* What is asked
• a. Set down word for word the part of the passage on Total's Uganda project below that opens with the words containing "Total argues it" and closes with "activity to tourism.".
• b. Take the passage on Total's oil project in Uganda further by writing the sentences that would follow its final line.

In other projects, including in the North Sea, Total has drilled an injection well to send the waste back deep underground. But in Uganda, it will have contractors transport it to landfills several dozen kilometers away, generating thousands of truck trips.
“Total presents that as a good thing, as jobs for Ugandans. That’s what I call putting lipstick on a pig. In reality, this waste might even never reach a secure landfill,” Powers said.
Total did not directly address the likelihood of spills or the concerns about waste disposal, but pointed to independent assessments that it says ensure the project is “implemented in accordance with best social and environmental practices.”
Total argues it is taking steps to produce a “net positive impact” on biodiversity, including by “reducing human pressure” on the park by offering drilling as an alternative economic activity to tourism.
In autumn 2021, Total proposed a global partnership with the International Union for Conservation of Nature to help reduce its impacts on biodiversity. But the Swiss-based NGO said it has not reached an agreement with the company yet, and consultations are continuing.

* Data lines
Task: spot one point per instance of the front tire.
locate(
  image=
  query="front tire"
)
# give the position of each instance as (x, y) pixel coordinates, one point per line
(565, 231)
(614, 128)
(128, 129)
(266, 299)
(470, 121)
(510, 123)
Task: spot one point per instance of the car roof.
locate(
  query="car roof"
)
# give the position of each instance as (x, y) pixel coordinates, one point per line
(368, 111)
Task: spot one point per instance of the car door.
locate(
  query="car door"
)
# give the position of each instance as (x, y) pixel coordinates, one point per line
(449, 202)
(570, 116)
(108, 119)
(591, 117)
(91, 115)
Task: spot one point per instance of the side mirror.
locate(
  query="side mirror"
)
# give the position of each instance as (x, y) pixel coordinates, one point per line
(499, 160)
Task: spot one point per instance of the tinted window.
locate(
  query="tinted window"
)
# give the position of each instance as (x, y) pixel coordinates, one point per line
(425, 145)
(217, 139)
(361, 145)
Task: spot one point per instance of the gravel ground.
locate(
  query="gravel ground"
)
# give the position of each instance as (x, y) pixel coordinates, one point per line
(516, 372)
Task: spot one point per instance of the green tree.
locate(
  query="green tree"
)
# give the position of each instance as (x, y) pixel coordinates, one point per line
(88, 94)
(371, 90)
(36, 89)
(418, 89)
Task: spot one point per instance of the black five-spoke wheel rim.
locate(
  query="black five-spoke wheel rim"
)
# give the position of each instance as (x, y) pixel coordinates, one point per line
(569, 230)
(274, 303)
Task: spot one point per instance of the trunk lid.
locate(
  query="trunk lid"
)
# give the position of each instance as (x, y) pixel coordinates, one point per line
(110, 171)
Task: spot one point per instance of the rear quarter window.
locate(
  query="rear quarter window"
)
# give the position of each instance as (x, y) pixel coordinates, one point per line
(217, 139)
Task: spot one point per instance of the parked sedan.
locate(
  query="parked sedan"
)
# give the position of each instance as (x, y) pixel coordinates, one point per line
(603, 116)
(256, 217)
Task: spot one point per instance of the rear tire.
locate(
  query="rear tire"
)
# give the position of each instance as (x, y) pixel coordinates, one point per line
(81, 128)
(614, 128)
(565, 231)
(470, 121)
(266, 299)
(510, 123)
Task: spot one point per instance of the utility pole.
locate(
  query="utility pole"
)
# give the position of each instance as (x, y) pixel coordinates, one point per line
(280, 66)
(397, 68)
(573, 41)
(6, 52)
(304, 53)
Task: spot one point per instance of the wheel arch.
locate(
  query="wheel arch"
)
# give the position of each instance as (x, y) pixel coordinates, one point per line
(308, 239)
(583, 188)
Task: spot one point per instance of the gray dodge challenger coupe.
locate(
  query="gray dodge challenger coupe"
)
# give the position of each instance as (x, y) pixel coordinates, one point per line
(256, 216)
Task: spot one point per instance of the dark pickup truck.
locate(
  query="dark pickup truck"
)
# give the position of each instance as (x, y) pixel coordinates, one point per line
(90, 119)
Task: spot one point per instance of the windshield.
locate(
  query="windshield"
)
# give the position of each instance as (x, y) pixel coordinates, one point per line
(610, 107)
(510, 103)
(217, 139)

* Answers for the tasks
• a.
Total argues it is taking steps to produce a “net positive impact” on biodiversity, including by “reducing human pressure” on the park by offering drilling as an alternative economic activity to tourism.

• b.
Fearman said Total has acknowledged the project will have an environmental impact “but their position is that if you lose biodiversity somewhere, just compensate elsewhere, by supporting conservation programs in other parts of Africa.”
As Total comes under scrutiny by banks and investors for its East Africa work, the Dutch organization BankTrack has pointed out that it has not disclosed who will provide the $3 billion project loan required.
Shareholders have approved the EACOP project, but Total said its financing is “still being arranged with interested international financial institutions.”
“(It’s) no wonder this project is struggling to find financiers unscrupulous and reckless enough to back it,” Banktrack’s spokesperson, Ryan Brightwell, said.